INSTRUCTIONS FOR THE TASK: Locate every line in the records below that contains the word "positive", and copy each one. Case counts.

Source data:
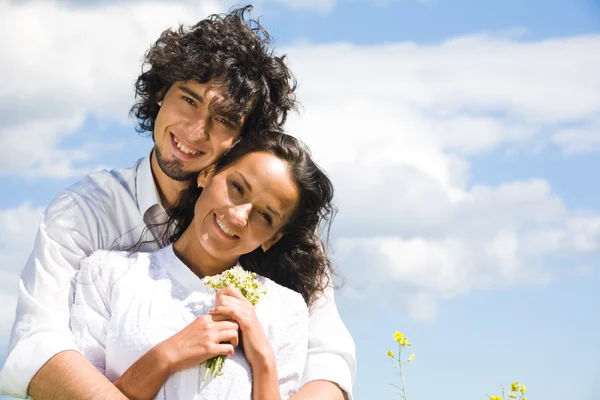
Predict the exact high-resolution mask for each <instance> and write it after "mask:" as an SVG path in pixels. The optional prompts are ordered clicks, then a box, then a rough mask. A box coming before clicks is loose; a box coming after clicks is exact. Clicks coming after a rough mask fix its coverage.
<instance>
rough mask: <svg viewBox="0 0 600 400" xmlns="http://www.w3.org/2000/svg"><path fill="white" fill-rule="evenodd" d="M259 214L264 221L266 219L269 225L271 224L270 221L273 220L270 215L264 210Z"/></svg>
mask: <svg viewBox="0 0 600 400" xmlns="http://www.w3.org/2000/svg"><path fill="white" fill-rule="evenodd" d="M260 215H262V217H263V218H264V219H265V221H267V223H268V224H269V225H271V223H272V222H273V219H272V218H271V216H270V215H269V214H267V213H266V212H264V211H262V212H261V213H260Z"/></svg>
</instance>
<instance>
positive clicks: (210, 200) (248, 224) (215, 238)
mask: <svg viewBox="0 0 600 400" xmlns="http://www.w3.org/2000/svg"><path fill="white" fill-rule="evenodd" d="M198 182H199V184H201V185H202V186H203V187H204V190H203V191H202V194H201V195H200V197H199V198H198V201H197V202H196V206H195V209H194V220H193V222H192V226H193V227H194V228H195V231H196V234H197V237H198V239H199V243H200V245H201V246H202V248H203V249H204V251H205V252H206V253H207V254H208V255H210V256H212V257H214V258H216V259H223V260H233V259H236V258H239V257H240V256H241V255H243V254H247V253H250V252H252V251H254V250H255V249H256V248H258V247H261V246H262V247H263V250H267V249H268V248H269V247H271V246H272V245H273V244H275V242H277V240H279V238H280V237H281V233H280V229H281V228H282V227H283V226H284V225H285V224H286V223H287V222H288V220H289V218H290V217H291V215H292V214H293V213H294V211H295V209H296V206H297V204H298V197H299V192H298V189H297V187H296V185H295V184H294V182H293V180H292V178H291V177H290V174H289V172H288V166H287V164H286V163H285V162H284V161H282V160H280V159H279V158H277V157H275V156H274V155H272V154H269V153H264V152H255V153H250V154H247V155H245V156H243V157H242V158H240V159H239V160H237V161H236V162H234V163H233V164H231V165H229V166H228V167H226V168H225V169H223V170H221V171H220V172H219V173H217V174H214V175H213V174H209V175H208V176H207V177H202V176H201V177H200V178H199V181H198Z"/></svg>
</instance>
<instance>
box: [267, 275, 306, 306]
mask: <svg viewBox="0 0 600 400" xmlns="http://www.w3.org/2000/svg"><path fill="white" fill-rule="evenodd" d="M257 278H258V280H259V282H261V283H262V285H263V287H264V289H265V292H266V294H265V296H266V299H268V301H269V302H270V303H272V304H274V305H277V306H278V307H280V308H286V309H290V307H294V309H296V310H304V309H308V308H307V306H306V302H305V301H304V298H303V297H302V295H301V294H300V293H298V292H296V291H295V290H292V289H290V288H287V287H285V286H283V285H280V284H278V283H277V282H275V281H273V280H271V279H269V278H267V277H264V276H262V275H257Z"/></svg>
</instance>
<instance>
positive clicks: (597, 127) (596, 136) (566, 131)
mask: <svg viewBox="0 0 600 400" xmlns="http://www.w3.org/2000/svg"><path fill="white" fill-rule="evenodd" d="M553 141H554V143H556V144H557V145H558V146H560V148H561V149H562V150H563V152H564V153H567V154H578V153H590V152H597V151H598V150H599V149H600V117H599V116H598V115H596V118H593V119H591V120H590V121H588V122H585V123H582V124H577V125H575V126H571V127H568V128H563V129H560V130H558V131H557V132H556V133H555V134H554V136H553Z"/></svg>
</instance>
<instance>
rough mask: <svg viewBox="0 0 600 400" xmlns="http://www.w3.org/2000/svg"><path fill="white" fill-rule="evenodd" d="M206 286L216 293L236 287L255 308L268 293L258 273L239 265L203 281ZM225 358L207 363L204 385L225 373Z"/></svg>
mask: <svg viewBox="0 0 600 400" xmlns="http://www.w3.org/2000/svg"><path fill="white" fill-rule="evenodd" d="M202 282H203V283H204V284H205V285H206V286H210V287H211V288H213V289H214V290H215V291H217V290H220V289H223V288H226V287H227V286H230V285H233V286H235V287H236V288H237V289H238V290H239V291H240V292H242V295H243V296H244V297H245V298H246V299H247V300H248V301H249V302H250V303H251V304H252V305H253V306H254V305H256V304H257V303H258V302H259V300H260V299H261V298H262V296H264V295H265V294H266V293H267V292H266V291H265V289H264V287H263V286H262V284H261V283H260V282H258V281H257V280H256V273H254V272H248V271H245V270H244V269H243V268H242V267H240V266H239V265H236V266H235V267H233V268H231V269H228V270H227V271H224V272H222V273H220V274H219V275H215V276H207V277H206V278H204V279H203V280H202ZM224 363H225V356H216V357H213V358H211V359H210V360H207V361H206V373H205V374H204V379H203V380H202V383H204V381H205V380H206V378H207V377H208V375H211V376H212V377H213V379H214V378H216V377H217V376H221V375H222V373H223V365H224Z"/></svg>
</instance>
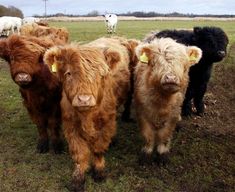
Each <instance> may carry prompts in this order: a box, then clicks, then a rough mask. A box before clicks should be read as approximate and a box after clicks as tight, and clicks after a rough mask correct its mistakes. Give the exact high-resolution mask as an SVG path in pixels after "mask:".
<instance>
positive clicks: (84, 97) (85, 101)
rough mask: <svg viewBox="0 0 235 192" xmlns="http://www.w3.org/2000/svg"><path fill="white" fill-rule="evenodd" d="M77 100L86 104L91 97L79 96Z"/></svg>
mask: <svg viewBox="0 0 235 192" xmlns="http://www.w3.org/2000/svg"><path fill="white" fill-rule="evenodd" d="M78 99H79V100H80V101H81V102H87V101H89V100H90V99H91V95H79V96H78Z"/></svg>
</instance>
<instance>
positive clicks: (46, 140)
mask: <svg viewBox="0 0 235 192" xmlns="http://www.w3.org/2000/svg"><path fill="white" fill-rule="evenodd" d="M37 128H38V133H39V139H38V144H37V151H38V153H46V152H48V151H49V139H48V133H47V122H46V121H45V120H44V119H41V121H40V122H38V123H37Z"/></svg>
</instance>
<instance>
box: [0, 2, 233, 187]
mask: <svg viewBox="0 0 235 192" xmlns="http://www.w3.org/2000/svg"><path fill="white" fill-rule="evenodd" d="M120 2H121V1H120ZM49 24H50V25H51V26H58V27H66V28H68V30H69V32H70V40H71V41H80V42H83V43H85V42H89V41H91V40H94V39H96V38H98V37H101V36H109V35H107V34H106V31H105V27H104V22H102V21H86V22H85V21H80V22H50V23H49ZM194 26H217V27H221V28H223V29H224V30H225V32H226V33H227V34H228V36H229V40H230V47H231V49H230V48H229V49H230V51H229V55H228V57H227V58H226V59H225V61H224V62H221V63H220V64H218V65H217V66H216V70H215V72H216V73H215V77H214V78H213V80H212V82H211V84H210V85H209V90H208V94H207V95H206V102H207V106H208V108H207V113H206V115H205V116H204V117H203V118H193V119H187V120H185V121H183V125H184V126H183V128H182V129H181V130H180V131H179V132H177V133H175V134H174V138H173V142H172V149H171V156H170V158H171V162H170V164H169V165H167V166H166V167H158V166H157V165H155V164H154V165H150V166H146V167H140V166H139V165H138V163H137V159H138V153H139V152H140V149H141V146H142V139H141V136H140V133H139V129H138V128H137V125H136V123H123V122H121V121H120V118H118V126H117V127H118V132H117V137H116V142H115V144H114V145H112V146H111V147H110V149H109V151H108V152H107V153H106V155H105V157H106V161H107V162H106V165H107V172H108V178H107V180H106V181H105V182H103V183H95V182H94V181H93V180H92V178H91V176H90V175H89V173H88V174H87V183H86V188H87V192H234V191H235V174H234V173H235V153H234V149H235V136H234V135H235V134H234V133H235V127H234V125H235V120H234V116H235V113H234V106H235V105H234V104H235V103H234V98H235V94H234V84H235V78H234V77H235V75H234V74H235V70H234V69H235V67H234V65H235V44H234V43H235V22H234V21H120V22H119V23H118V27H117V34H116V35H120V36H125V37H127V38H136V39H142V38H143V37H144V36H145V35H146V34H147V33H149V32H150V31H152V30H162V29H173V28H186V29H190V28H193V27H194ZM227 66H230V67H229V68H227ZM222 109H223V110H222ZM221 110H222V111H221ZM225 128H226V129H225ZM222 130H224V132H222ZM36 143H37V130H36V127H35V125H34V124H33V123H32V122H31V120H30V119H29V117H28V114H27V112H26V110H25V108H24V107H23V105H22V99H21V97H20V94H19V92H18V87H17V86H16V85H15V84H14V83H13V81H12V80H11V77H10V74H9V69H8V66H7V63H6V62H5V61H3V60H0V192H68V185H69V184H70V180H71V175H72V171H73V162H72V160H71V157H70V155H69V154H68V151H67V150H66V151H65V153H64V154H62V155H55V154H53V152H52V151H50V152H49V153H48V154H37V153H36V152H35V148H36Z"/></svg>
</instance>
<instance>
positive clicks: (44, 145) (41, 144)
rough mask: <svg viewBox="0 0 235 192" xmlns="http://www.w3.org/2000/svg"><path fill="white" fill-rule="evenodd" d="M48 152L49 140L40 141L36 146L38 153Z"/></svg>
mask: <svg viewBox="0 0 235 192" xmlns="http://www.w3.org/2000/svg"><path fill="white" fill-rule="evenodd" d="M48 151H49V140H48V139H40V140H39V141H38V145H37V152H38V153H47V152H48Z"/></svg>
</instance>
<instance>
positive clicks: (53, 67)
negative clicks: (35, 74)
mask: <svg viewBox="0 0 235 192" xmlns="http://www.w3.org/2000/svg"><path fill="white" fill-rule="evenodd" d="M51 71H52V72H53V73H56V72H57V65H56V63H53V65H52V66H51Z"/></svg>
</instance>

RESULT:
positive clicks: (210, 200) (248, 224) (215, 238)
positive clicks: (597, 127) (596, 136) (566, 131)
positive clicks: (84, 97) (85, 101)
positive clicks: (46, 140)
positive clicks: (44, 145) (41, 144)
positive clicks: (53, 67)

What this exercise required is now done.